[[ SOURCE DOCUMENT, beginning ]]

U.S., not Castro, goes after former rebel
Vanessa Bauza
HAVANA · Eloy Gutiérrez-Menoyo has spent a lifetime courting conflict.
The former rebel commander helped bring Fidel Castro to power, but later broke ranks and led a failed insurrection against el comandante.
Gutiérrez-Menoyo was locked away in a high security Cuban prison for 22 years, but when he emerged espousing a new doctrine of dialogue and reconciliation, his old allies labeled him a traitor.
In 2003, after 19 years in Miami, Gutiérrez-Menoyo stunned the exile community with another sudden switch. He declared he would move to Havana indefinitely to carve out a "legal space" for Cuba's beleaguered opposition movement.
No other exile leader had ever decided to move back to Cuba. Gutiérrez-Menoyo did not have the Cuban government's permission to remain on the island, and his move sparked ample speculation about how Castro would respond to the former revolutionary compatriot turned foe.

[[ SOURCE DOCUMENT, end ]]

**TASK:** Set down everything in the news article above from "U.S., not Castro, goes" down to "against el comandante.", word for word.

[[ INFORMATION GIVEN, beginning ]]

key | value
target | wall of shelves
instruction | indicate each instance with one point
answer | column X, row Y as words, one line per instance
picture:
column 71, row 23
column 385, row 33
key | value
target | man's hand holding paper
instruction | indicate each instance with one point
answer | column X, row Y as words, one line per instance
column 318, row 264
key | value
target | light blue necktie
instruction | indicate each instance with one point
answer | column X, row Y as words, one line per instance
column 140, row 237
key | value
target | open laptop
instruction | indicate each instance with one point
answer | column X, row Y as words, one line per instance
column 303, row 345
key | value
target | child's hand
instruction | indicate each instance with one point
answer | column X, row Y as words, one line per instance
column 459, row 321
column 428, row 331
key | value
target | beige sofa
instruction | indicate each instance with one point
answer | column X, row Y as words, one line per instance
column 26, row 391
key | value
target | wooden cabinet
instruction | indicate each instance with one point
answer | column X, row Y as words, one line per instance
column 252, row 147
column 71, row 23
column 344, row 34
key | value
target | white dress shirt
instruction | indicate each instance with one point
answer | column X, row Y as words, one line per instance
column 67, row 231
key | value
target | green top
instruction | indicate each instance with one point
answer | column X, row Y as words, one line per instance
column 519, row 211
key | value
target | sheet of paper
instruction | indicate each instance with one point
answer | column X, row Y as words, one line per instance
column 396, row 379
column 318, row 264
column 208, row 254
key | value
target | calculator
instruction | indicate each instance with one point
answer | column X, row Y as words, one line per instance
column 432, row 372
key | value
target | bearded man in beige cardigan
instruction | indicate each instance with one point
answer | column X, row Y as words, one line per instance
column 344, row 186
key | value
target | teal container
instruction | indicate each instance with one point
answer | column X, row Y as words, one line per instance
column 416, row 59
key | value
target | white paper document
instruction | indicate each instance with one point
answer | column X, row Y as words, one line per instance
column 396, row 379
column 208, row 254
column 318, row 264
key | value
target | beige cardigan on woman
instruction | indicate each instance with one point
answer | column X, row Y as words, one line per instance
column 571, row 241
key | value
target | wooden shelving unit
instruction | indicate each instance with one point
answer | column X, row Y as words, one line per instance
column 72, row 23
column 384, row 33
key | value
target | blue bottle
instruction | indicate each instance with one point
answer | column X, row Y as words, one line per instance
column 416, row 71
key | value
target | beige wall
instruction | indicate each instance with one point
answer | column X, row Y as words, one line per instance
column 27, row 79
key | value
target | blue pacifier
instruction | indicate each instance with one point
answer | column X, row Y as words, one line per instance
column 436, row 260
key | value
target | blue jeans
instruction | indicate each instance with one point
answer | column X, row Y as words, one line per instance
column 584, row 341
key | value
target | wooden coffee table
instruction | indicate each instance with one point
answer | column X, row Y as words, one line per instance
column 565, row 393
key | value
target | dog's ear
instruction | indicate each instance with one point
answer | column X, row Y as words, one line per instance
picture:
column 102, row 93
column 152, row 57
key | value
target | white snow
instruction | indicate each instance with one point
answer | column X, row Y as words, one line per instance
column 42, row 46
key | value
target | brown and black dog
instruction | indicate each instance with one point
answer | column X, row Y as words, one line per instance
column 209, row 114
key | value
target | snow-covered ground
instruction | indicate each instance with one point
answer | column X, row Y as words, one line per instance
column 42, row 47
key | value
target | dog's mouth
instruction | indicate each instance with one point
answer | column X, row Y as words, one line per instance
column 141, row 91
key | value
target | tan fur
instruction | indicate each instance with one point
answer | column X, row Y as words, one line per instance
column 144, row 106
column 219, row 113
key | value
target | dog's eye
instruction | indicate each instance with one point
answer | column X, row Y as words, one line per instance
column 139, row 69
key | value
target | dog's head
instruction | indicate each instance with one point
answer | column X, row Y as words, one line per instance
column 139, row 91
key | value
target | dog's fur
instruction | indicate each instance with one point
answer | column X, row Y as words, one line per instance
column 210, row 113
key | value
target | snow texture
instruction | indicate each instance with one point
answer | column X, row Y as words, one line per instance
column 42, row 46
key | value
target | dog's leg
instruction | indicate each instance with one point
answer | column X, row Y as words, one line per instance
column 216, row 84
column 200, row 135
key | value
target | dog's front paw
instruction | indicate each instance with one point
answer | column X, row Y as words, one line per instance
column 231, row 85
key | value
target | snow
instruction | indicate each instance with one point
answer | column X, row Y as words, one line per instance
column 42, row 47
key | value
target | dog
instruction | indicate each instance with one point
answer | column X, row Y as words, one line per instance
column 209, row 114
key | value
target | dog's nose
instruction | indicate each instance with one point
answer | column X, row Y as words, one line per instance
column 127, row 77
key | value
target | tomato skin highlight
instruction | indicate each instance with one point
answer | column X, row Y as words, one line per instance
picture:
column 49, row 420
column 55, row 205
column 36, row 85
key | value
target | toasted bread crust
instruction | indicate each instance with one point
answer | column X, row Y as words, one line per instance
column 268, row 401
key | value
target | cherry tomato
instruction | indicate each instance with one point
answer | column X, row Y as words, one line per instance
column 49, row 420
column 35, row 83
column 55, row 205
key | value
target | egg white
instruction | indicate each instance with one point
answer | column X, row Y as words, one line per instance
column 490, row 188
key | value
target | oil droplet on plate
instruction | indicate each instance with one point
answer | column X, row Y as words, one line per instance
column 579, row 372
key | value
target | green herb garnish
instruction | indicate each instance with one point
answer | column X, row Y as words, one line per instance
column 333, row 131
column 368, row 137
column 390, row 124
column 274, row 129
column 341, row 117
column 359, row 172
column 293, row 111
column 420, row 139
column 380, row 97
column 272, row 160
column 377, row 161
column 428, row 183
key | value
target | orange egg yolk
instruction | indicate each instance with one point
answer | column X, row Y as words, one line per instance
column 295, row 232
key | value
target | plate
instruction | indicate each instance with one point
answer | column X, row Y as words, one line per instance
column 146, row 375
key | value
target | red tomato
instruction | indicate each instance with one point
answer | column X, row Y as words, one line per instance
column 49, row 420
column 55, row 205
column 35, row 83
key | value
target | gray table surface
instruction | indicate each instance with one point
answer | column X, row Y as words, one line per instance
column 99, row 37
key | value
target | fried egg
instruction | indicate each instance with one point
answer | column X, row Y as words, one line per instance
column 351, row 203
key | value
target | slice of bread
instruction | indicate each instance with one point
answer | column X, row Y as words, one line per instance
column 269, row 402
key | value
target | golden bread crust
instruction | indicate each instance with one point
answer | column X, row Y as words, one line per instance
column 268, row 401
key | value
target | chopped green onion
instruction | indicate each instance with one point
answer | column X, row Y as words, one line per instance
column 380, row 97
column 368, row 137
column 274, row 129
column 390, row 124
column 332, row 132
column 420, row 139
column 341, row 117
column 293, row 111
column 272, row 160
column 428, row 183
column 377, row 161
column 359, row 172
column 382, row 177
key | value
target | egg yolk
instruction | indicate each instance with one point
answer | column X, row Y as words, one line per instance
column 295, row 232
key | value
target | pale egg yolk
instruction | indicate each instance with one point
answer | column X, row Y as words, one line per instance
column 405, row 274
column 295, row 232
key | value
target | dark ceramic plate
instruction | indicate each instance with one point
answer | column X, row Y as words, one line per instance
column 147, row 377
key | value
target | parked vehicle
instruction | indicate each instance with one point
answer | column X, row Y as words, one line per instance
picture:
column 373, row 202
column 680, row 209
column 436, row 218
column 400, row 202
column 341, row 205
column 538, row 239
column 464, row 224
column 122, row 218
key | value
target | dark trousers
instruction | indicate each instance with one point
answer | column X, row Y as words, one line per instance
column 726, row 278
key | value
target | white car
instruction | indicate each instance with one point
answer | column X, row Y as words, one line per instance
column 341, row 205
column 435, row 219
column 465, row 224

[[ INFORMATION GIVEN, end ]]

**RESPONSE TO THIS TASK:**
U.S., not Castro, goes after former rebel
Vanessa Bauza
HAVANA · Eloy Gutiérrez-Menoyo has spent a lifetime courting conflict.
The former rebel commander helped bring Fidel Castro to power, but later broke ranks and led a failed insurrection against el comandante.